_Given instruction:_ Please put the records below into a JSON list of strings, one string per line with blank lines left out, starting with the line that contains "of the paved" and going on through the end of the records, both ends included.

Entries from a point annotation set:
++++++
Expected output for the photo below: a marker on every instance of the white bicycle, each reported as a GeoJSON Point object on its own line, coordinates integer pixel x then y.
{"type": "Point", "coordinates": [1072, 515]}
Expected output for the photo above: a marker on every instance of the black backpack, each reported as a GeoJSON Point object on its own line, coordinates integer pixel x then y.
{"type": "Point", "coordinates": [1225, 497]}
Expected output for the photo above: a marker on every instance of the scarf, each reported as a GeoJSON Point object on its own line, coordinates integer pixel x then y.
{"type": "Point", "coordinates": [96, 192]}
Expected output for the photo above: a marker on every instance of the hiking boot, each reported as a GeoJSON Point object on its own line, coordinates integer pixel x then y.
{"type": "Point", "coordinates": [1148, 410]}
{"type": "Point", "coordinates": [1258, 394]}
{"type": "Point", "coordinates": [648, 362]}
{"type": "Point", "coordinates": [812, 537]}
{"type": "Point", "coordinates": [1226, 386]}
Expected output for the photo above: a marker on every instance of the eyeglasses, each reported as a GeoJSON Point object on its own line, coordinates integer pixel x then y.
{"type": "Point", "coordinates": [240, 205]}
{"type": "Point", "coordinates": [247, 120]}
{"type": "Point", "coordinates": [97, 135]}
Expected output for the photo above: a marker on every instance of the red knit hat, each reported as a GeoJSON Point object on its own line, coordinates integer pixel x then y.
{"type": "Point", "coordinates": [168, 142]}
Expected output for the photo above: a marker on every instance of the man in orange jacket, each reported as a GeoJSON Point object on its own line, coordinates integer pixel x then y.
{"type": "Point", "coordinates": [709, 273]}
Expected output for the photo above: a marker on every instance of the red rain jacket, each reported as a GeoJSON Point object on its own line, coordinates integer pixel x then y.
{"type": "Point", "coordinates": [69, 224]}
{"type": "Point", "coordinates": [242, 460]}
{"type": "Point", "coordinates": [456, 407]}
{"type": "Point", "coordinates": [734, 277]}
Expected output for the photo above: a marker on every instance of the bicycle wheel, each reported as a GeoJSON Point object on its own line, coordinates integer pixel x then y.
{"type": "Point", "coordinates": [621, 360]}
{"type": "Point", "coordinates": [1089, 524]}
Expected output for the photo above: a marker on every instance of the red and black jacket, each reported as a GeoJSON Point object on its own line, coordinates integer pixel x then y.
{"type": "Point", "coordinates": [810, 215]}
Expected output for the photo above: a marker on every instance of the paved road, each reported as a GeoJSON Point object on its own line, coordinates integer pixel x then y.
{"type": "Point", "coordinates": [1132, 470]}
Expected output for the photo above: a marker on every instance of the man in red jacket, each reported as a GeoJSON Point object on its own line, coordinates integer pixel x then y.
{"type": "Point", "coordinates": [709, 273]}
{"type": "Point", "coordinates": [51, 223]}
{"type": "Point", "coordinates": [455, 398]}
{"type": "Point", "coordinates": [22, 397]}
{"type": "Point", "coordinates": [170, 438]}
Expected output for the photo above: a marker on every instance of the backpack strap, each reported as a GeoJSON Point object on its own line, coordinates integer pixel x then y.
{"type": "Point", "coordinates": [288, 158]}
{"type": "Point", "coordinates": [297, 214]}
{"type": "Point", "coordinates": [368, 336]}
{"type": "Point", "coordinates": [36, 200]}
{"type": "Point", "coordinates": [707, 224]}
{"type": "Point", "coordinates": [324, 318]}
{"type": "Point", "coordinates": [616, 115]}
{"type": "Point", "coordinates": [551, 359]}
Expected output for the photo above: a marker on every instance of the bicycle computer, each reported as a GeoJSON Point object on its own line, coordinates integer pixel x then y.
++++++
_Exercise answer:_
[
  "Expected output for the photo above: a marker on every instance of the paved road, each reported as a GeoJSON Point object on its own line, coordinates integer pixel x then y.",
  "{\"type\": \"Point\", \"coordinates\": [1132, 470]}",
  "Expected output for the photo above: a marker on every instance of the man in red jacket, each reported as a GeoJSON Point object on its own line, coordinates integer pixel x then y.",
  "{\"type\": \"Point\", \"coordinates\": [709, 273]}",
  "{\"type\": \"Point\", \"coordinates\": [51, 223]}",
  "{\"type\": \"Point\", \"coordinates\": [455, 398]}",
  "{\"type\": \"Point\", \"coordinates\": [22, 397]}",
  "{\"type\": \"Point\", \"coordinates\": [170, 438]}",
  "Expected output for the photo above: a marker on every instance of the backpack strap, each reported as a GeoJSON Point object on its own line, coordinates integer pixel x then y.",
  "{\"type\": \"Point\", \"coordinates\": [288, 158]}",
  "{\"type\": \"Point\", \"coordinates\": [297, 214]}",
  "{\"type\": \"Point\", \"coordinates\": [368, 336]}",
  "{\"type\": \"Point\", \"coordinates\": [36, 200]}",
  "{\"type\": \"Point\", \"coordinates\": [707, 224]}",
  "{\"type\": \"Point\", \"coordinates\": [324, 318]}",
  "{\"type\": \"Point\", \"coordinates\": [616, 115]}",
  "{\"type\": \"Point\", \"coordinates\": [551, 359]}",
  "Expected output for the photo above: a marker on every instance of the bicycle computer, each reported as a GeoJSON Point object on its own line, coordinates integer pixel x then y."
]